**Exercise directions**
Write out the material below, copying every line precisely as it appears.

**Listing**
++++

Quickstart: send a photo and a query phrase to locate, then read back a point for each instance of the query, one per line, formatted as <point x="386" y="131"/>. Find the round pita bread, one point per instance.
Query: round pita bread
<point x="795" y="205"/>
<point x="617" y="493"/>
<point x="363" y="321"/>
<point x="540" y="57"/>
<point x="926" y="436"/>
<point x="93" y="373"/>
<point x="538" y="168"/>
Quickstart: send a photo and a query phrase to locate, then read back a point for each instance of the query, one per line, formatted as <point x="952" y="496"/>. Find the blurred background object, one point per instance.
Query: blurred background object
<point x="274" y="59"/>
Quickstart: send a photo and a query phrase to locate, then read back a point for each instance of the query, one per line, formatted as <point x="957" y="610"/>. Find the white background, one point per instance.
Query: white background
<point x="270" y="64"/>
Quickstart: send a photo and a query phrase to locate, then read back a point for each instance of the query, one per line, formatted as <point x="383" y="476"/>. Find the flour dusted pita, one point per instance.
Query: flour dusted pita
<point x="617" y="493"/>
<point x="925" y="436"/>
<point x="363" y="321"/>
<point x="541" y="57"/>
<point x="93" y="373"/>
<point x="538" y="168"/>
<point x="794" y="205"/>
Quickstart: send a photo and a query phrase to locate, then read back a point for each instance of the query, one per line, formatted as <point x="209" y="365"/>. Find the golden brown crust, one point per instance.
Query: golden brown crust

++++

**Response to this exercise**
Quickstart: send a photo and a query phrase to locate, then read back a point for each instance of the query, one per line, formatted as <point x="386" y="131"/>. Find the round pita bread, one point per instance.
Query: round pita bread
<point x="795" y="205"/>
<point x="617" y="493"/>
<point x="363" y="321"/>
<point x="540" y="57"/>
<point x="926" y="436"/>
<point x="93" y="373"/>
<point x="538" y="168"/>
Quickstart: send a photo and a query phrase to locate, then read back a point for each instance of the query, one per line, formatted as <point x="952" y="496"/>. Find the blurred background object, one point per instance.
Query: blurred background object
<point x="274" y="59"/>
Quickstart: send a photo and a query phrase to locate, then read back a point for each instance of the query, one per line, formatted as <point x="957" y="610"/>. Find the white background, one point per instance.
Query: white background
<point x="270" y="64"/>
Quickstart: send a photo and a query phrase to locate, then read back a point for each instance of the query, one per line, formatted as <point x="383" y="476"/>. Find the flour dusted pita, one point per instance.
Query: flour dusted pita
<point x="617" y="493"/>
<point x="925" y="436"/>
<point x="363" y="321"/>
<point x="541" y="57"/>
<point x="93" y="373"/>
<point x="538" y="168"/>
<point x="794" y="205"/>
Quickstart: send a photo and a query phrase to locate, then read back a point for each instance of the query, one per line, formatted as <point x="209" y="365"/>. Find the golden brown crust, one point per instance.
Query: golden brown crust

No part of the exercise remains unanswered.